Type out the data again. Keep every line exactly the same.

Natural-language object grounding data
◆ ◆ ◆ ◆
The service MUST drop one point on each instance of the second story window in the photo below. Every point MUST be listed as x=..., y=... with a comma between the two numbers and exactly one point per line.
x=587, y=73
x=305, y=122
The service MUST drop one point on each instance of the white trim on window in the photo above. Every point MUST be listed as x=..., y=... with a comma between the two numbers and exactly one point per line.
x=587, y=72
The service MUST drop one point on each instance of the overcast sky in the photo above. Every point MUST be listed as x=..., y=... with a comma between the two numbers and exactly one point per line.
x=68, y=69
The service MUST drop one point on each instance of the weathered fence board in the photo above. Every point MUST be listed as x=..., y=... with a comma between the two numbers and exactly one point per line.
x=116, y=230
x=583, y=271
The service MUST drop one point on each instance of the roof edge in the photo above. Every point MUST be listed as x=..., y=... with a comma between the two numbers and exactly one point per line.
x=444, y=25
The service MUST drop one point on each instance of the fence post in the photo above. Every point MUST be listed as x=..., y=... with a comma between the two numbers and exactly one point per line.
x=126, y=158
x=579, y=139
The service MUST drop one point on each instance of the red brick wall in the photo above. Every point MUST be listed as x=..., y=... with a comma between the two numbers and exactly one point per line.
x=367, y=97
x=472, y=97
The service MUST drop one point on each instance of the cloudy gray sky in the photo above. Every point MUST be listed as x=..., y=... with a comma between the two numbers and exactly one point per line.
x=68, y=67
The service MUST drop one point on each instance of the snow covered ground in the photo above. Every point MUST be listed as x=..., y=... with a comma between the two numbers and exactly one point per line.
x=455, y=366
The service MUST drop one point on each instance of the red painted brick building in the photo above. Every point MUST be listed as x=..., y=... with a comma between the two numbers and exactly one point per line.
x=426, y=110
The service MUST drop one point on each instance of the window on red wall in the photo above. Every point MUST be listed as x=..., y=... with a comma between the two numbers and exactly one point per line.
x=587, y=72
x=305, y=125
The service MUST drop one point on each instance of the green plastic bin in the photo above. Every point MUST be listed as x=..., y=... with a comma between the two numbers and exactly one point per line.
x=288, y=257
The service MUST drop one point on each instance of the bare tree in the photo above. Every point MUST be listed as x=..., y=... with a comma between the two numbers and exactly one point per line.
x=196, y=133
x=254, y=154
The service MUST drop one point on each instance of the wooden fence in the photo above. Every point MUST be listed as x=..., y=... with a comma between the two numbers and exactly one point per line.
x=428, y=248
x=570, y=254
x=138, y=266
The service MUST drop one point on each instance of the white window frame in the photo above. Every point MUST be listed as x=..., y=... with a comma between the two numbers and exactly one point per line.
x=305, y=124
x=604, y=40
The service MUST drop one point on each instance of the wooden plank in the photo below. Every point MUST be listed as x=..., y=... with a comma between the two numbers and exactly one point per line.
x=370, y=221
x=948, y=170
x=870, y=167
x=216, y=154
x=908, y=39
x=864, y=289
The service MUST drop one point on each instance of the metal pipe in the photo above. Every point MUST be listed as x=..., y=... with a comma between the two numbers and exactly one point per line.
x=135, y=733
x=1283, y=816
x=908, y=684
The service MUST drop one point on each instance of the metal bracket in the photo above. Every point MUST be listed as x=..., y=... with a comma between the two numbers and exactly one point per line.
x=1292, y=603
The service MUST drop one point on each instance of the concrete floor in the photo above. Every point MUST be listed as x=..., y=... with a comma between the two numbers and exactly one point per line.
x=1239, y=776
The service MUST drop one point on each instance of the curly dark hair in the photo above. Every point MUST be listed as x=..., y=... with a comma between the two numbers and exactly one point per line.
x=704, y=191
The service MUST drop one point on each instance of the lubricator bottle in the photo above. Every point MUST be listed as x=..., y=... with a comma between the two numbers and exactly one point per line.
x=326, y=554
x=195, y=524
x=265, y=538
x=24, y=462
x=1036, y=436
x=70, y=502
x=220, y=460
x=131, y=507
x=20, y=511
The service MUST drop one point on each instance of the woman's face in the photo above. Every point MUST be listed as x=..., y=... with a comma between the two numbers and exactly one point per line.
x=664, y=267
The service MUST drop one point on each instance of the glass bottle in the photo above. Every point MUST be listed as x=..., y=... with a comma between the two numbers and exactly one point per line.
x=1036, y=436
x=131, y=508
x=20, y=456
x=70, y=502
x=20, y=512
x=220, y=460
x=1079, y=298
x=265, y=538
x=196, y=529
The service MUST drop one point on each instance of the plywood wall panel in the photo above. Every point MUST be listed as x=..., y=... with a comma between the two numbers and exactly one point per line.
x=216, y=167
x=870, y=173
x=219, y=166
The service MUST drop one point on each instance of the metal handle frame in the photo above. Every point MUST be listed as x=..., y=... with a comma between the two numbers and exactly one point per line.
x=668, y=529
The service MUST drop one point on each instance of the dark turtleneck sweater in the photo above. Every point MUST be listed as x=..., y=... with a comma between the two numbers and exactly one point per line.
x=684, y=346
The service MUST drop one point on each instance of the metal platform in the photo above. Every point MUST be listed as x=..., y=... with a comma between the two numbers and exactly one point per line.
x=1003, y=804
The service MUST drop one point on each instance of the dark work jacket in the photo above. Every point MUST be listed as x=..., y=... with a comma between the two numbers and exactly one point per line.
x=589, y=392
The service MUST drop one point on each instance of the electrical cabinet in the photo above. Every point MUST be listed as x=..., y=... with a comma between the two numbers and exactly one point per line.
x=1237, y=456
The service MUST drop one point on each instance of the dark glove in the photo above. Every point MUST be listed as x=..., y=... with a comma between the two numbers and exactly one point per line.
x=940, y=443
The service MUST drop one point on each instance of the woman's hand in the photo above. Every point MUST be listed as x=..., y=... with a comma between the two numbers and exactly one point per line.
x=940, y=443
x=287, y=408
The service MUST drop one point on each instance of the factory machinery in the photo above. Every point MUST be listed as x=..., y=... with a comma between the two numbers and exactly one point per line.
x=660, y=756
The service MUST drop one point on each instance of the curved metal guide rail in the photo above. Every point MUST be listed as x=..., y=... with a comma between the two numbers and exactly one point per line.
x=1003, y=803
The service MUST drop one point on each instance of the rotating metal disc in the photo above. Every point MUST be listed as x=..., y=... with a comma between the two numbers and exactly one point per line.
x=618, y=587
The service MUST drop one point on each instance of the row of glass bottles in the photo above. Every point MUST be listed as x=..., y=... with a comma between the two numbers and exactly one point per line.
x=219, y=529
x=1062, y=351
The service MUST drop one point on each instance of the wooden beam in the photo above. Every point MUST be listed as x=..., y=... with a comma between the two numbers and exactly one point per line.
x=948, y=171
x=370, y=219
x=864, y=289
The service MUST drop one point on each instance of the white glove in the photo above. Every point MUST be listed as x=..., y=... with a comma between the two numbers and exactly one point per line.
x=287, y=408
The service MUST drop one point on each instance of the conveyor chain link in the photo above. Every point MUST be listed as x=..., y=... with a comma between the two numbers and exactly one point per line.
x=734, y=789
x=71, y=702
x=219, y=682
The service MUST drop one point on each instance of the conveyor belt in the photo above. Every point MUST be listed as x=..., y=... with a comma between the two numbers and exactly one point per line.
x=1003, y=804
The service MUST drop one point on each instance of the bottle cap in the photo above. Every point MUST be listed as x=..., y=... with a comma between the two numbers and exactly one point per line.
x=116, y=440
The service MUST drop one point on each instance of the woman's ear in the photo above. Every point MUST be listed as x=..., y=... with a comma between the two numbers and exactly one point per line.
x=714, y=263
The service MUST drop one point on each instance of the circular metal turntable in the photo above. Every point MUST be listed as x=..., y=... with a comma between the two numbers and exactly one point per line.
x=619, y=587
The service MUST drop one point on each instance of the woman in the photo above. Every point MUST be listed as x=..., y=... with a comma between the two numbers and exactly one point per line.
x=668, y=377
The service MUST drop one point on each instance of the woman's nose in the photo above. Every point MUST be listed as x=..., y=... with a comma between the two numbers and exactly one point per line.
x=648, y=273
◆ ◆ ◆ ◆
Task response:
The service MUST drop one point on each instance of the second story window in the photo below. Every point MUST be listed as x=..., y=... with a comma between the two numbers and exactly one point per line.
x=587, y=73
x=305, y=122
The service MUST drop one point on each instance of the white trim on window in the photo above. Every point MUST be listed as x=..., y=... with a comma between the two numbers and exactly one point per line.
x=587, y=72
The service MUST drop one point on each instance of the overcast sky in the photo above. Every point MUST be listed as x=..., y=... with a comma between the two numbers and exactly one point per line.
x=68, y=69
The service MUST drop one point on each instance of the weathered fence board in the photo above. Every point MUST be listed as x=..., y=... with a comma between the two numbers and exactly one point per line.
x=116, y=230
x=583, y=271
The service MUST drop one point on each instance of the roof edge in the photo above. Every point MUST be listed as x=..., y=... with a comma between the two numbers and exactly one point per line.
x=444, y=25
The service MUST drop one point on each instance of the fence post in the photo above. Every point MUST be listed as x=..., y=... with a comma between the two numbers and exactly one point per line.
x=126, y=158
x=579, y=139
The service MUST drop one point on each instance of the red brick wall in the photo above. Every point MUST be listed as x=..., y=... with a comma between the two numbers and exactly one point per line.
x=367, y=97
x=472, y=97
The service MUST drop one point on each instance of the cloudy gray sky in the photo above. Every point MUST be listed as x=..., y=... with a comma between the two numbers and exactly one point per line.
x=68, y=67
The service MUST drop one point on each instance of the snow covered ground in the photo above. Every point MUST be listed as x=..., y=... with a comma between the two numbers and exactly one point per line.
x=455, y=366
The service MUST drop one point on each instance of the red painted brick building in the photo above. Every point MUST be listed as x=..., y=... with a comma between the two numbers and exactly one point per line.
x=426, y=110
The service MUST drop one point on each instance of the window on red wall in the photo above. Every point MUST be listed as x=..., y=... with a comma between the two numbers and exactly one point per line.
x=587, y=72
x=305, y=125
The service MUST drop one point on each instance of the green plastic bin in the photo above. Every point MUST be listed as x=..., y=... with a comma between the two numbers and exactly one point per line.
x=288, y=257
The service MUST drop one point on each instance of the bare tree in the photo above. Every point MUST be listed as x=..., y=... with a comma between the two numbers and exactly one point per line.
x=196, y=133
x=254, y=154
The service MUST drop one point on each instance of the wooden fence in the photo above. Every point MUST be listed as x=..., y=... with a comma between the two numbers and exactly one point per line.
x=428, y=248
x=570, y=254
x=138, y=266
The service MUST drop one point on each instance of the white window frame in the photo above. Every point MUST be listed as x=..., y=... with a comma between the two numbers and exactly one point per line.
x=305, y=124
x=604, y=40
The service MUST drop one point on each instance of the wooden plank in the photo below. Every point MUST be listed as x=..., y=... with a comma between the two numbers and exactly one point per line.
x=370, y=221
x=948, y=170
x=870, y=167
x=216, y=154
x=908, y=39
x=864, y=289
The service MUST drop one point on each instance of the metal pipe in the photo above. Every point MUST be listed as x=..., y=... with a comma between the two numbers and exactly one point per line.
x=135, y=733
x=1283, y=816
x=908, y=684
The service MUST drop one point on each instance of the metal bracket in the photo above. Every point MUST be listed as x=..., y=... with a comma between the two numbers and exactly one point per line.
x=1292, y=603
The service MUST drop one point on each instance of the concrete floor in the photo above. Every point MUST be listed as x=..., y=... with a comma between the two numbers and exactly one point per line.
x=1239, y=776
The service MUST drop one point on each instance of the curly dark hair in the photo above. Every point MUST be listed as x=..., y=... with a comma between the two numbers and exactly one point per line.
x=704, y=191
The service MUST drop one point on each instance of the lubricator bottle in the photo above. Every point MUST be listed as x=..., y=... with a comma between the two numbers and exactly one point per line.
x=326, y=554
x=195, y=524
x=265, y=538
x=24, y=462
x=1036, y=436
x=70, y=502
x=220, y=460
x=131, y=507
x=20, y=511
The service MUST drop one point on each instance of the woman's face in the photo above. Every point MUST be listed as x=..., y=... with a comma between the two numbers and exactly one point per line.
x=664, y=267
The service MUST drop one point on each instance of the glass bottle in the photo above. Every point MUST be listed as x=..., y=... with a comma between the two numbers and exactly one point per line.
x=1036, y=436
x=131, y=508
x=20, y=456
x=70, y=502
x=20, y=512
x=220, y=460
x=1079, y=298
x=265, y=538
x=196, y=529
The service MUST drop one point on each instance of the plywood wall panel in the photo above. Every point MUST be listed as x=..., y=... with a comma between the two numbers and exactly one point per line.
x=216, y=167
x=870, y=173
x=219, y=166
The service MUST drop one point on each instance of the metal handle frame in the photo above. Every point MUST be listed as x=..., y=... with a comma between the two numbers and exactly one point per line.
x=668, y=529
The service MUST drop one point on each instance of the dark turtleneck sweater in the photo above. Every point MUST be listed as x=..., y=... with a comma between the two numbers and exactly one point per line.
x=684, y=346
The service MUST drop one point on each instance of the metal platform in the photo above. Every point MUST be listed as x=..., y=... with a comma between the two numbers and exactly one point per line.
x=1003, y=804
The service MUST drop one point on each instance of the dark work jacket in the photo above. Every point MUST be listed as x=..., y=... with a comma between the two numbers and exactly one point per line.
x=589, y=392
The service MUST drop one point on each instance of the electrical cabinet in the photo above. Every point MUST be listed as x=..., y=... with a comma between the two numbers and exactly one point per line.
x=1237, y=456
The service MUST drop one point on each instance of the dark glove in the photo above. Every point MUST be listed as x=..., y=... with a comma between the two numbers and exactly one point per line.
x=940, y=443
The service MUST drop one point on each instance of the woman's hand in the photo above. Every point MUST be listed as x=..., y=... with a comma between the two numbers and exactly one point per line.
x=940, y=443
x=287, y=408
The service MUST drop one point on each instance of the factory machinery in the photo above. Every point MUST be listed as x=..., y=... with a comma between the two numbers and exactly one point per line.
x=660, y=756
The service MUST drop one point on each instance of the curved metal guide rail in the photo above. Every point MUST be listed as x=..., y=... with a comma between the two numbers and exactly one point per line.
x=1003, y=803
The service MUST drop one point on each instance of the rotating metal disc in the photo above. Every point MUST be listed as x=..., y=... with a comma between the two numbers and exactly one point per line.
x=618, y=587
The service MUST drop one point on each instance of the row of glass bottles in the photo above. Every point MUST be listed as x=..., y=... with a comma between the two numbers and exactly one point per line.
x=219, y=529
x=1062, y=351
The service MUST drop one point on each instance of the wooden beam in the photo above. Every point MUST be listed as x=..., y=... with a comma between the two numbers and exactly one point per line.
x=948, y=171
x=370, y=219
x=864, y=289
The service MUST drop one point on each instance of the white glove in the photo above. Every point MUST be listed as x=..., y=... with a comma between the two numbers and exactly one point per line.
x=287, y=408
The service MUST drop one point on each instance of the conveyor chain link in the photo above. Every point MUST be listed as x=..., y=... with a comma between the two numbers and exactly one point per line.
x=734, y=789
x=71, y=702
x=219, y=682
The service MUST drop one point on each instance of the conveyor belt in the photo above. Every point MUST be listed as x=..., y=... with a comma between the two numbers and exactly one point per line.
x=1003, y=804
The service MUST drop one point on each instance of the bottle cap in the photo above. Every point MUST be listed as x=..., y=... with a comma between the two numbers and exactly one point per line.
x=116, y=440
The service MUST drop one point on each instance of the woman's ear in the photo above. Every point MUST be listed as x=..., y=... with a comma between the two numbers and exactly one point per line.
x=714, y=263
The service MUST drop one point on each instance of the circular metal turntable in the photo above. Every point MUST be listed as x=..., y=... with a comma between the two numbers and exactly one point per line.
x=619, y=587
The service MUST drop one point on each instance of the woman in the photo above. Every point MUST be listed as x=..., y=... with a comma between the two numbers and exactly one point per line.
x=668, y=377
The service MUST drop one point on each instance of the woman's nose in the photo above. Every point MUST be listed as x=..., y=... with a comma between the two numbers and exactly one point per line.
x=648, y=273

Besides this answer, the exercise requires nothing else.